- [Things to do]
1 – List every distinct method called on an Iter object in the code examples of the excitertools documentation text.
2 – Write the next part of the excitertools documentation text, beginning right after its final line.

- [Text passage]
## Begin

Make an Iter_ instance, then call ``zip`` on that.
.. code-block:: python
>>> Iter('caleb').zip(range(10)).collect()
[('c', 0), ('a', 1), ('l', 2), ('e', 3), ('b', 4)]
Use a classmethod to get an infinite stream using Iter.count_
and zip against that with more finite iterators.
.. code-block:: python
>>> Iter.count().zip(range(5), range(3, 100, 2)).collect()
[(0, 0, 3), (1, 1, 5), (2, 2, 7), (3, 3, 9), (4, 4, 11)]
It takes a few minutes to get used to that but feels comfortable
pretty quickly.
Iter.take_ can be used to stop infinite zip sequences:
.. code-block:: python
>>> Iter('caleb').cycle().enumerate().take(8).collect()
[(0, 'c'), (1, 'a'), (2, 'l'), (3, 'e'), (4, 'b'), (5, 'c'), (6, 'a'), (7, 'l')]
While we're here (assuming you worked through the previous
example), note the difference if you switch the order of the
Iter.cycle_ and Iter.enumerate_ calls:
.. code-block:: python
>>> Iter('caleb').enumerate().cycle().take(8).collect()
[(0, 'c'), (1, 'a'), (2, 'l'), (3, 'e'), (4, 'b'), (0, 'c'), (1, 'a'), (2, 'l')]
If you understand how this works, everything else in _excitertools_
will be intuitive to use.
.. _Iter.any:
|sink| ``Iter.any(self) -> "bool"``
===================================
.. code-block:: python
>>> Iter([0, 0, 0]).any()
False
>>> Iter([0, 0, 1]).any()
True
>>> Iter([]).any()
False
.. _Iter.all:
|sink| ``Iter.all(self) -> "bool"``
===================================
.. code-block:: python
>>> Iter([0, 0, 0]).all()

## End

- [Information shown]

## Begin

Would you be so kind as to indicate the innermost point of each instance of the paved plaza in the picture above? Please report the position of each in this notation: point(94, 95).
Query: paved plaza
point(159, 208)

## End
## Begin

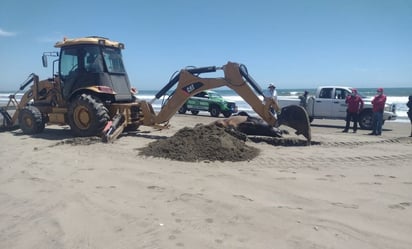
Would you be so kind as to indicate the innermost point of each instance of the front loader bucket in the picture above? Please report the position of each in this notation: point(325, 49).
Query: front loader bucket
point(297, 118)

## End

- [Response list]
1 – zip, collect, count, cycle, enumerate, take, any, all

2 –
False
>>> Iter([0, 0, 1]).all()
False
>>> Iter([1, 1, 1]).all()
True
Now pay attention:
.. code-block:: python
>>> Iter([]).all()
True
This behaviour has some controversy around it, but that's how the
``all()`` builtin works so that's what we do too. The way to
think about what ``all()`` does is this: it returns False if there
is at least one element that is falsy. Thus, if there are no elements
it follows that there are no elements that are falsy and that's why
``all([]) == True``.
.. _Iter.enumerate:
``Iter.enumerate(self) -> "Iter[Tuple[int, T]]"``
=================================================
.. code-block:: python
>>> Iter('abc').enumerate().collect()
[(0, 'a'), (1, 'b'), (2, 'c')]
>>> Iter([]).enumerate().collect()
[]
.. _Iter.dict:
``Iter.dict(self) -> "Dict"``
=============================
In regular Python a dict can be constructed through an iterable
of tuples:
.. code-block:: python
>>> dict([('a', 0), ('b', 1)])
{'a': 0, 'b': 1}
In *excitertools* we prefer chaining so this method is a shortcut
for that:
.. code-block:: python
>>> d = Iter('abc').zip(count()).dict()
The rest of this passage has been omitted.